• SOAL LATIHAN A
Tuliskan kembali tanpa perubahan baris-baris data di bawah, dari awal data sampai dengan baris yang memuat "xmin=182 ymin=196 xmax=273 ymax=281", dan baris itu ikut disertakan. Gambar tidak perlu dimasukkan ke dalam jawaban.

• KUTIPAN TEKS
+---+

Madrasah Orientalisme Di Belanda[1]
Oleh: Era Findo al-Faqih[2]
Dalam sebuah buku yang di karang oleh DR. Qasim as-Samaraiiy, yang berjudul; al-Isytisrak Bainal Maudhuiyyah Wal Iftia’aliyah, beliau menjelaskan bahwa bentuk kerja nyata yang dilakukan oleh para orientalisme yang ada di Belanda ini adalah serupa coraknya dengan praktek-praktek kerja nyata yang di lakukan oleh para orientalisme yang ada di eropa.
Sungguh para orientalisme yang ada di Belanda itu sangat besar perhatian mereka terhadap bahasa Arab dan mu’jam-mu’jam yang yang ada di negeri Arab. Hal ini berbanding lurus dengan perhatian mereka terhadap pentahkikan yang mereka lakukan terhadap nas-nas bahasa Arab. Bahkan mereka menciptakan percetakan sekaligus mereka melakukan pecetakan terhadap buku-buku keislaman dan kaum muslimin.

+---+

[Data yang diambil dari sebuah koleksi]
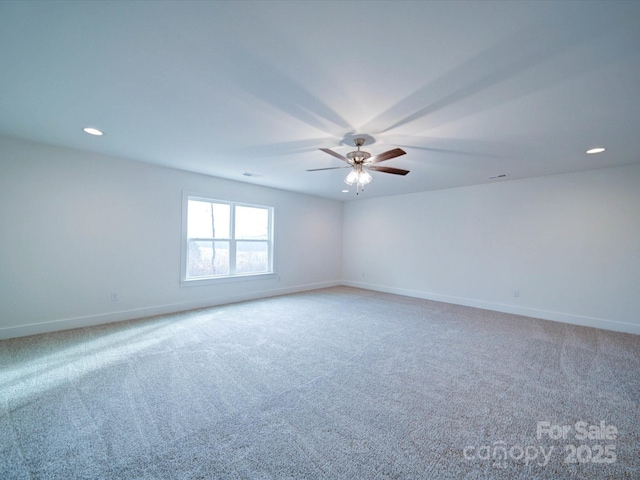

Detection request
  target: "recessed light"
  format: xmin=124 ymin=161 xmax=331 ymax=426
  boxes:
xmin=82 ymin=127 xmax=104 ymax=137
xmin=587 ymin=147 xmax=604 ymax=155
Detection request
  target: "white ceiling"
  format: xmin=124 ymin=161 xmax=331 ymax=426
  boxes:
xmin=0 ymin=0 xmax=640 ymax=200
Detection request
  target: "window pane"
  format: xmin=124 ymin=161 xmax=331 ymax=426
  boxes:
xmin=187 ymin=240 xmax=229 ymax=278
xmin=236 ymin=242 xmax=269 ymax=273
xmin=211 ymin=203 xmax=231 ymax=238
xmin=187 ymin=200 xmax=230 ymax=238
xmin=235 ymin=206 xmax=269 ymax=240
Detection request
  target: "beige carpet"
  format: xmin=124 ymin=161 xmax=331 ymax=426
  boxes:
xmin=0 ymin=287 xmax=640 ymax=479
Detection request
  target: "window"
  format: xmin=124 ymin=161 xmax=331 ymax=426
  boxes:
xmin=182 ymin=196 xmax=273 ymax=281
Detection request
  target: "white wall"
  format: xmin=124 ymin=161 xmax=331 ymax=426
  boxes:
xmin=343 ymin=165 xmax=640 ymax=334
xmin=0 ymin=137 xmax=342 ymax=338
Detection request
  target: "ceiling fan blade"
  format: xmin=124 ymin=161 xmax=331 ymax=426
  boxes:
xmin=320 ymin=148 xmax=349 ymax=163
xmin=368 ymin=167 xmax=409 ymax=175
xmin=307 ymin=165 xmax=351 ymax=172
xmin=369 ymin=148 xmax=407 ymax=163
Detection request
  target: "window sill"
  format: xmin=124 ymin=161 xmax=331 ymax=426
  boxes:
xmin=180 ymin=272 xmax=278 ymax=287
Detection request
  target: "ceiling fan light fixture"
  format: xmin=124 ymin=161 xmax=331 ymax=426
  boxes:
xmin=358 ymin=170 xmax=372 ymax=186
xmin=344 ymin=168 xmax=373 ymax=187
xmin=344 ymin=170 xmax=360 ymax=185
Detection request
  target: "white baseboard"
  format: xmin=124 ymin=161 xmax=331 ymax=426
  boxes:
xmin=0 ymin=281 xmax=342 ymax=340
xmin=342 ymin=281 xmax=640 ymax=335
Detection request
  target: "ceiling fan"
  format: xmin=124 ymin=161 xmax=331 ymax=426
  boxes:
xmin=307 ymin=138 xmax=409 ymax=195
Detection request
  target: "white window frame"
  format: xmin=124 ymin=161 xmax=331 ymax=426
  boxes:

+---+

• SOAL LATIHAN B
Teruskan tulisan tentang orientalisme di Belanda mulai setelah kalimat terakhir yang ditampilkan.

• JAWABAN TERTULIS A
Detection request
  target: "recessed light"
  format: xmin=124 ymin=161 xmax=331 ymax=426
  boxes:
xmin=82 ymin=127 xmax=104 ymax=137
xmin=587 ymin=147 xmax=604 ymax=155
Detection request
  target: "white ceiling"
  format: xmin=124 ymin=161 xmax=331 ymax=426
  boxes:
xmin=0 ymin=0 xmax=640 ymax=200
Detection request
  target: "window pane"
  format: xmin=124 ymin=161 xmax=331 ymax=426
  boxes:
xmin=187 ymin=240 xmax=229 ymax=278
xmin=236 ymin=242 xmax=269 ymax=273
xmin=211 ymin=203 xmax=231 ymax=238
xmin=187 ymin=200 xmax=230 ymax=238
xmin=235 ymin=206 xmax=269 ymax=240
Detection request
  target: "beige carpet"
  format: xmin=124 ymin=161 xmax=331 ymax=426
  boxes:
xmin=0 ymin=287 xmax=640 ymax=479
Detection request
  target: "window"
  format: xmin=124 ymin=161 xmax=331 ymax=426
  boxes:
xmin=182 ymin=196 xmax=273 ymax=281

• JAWABAN TERTULIS B
Diantara orientalisme Belanda yang paling kesohor adalah Christian Snouck Hurgronje (1857-1936M). Bahkan untuk mengambil simpati dari kaum muslimin dan untuk memuluskan kepentingan yang beliau emban bagi orientalisme, maka dia ganti namanya Menjadi H. Abdul Ghaffar. Untuk itu ia pergi ke Mekkah. Di negeri itulah ia mengganti dan memproklamirkan nama yang baru Itu. Tidak tanggung-tanggung, untuk memuluskan keperluannya, ia rela menetap di Mekkah selama enam bulan. Maka dengan keislaman dan dengan sikap santunnya yang tinggi, mengalirlah rasa simpati dan empati dari berbagai pihak kepadanya. Termasuk para ulama dan para penguasa negeri itu. Setelah itu dia pergi ke Indonesia untuk mengaplikasikan misi dan rencananya.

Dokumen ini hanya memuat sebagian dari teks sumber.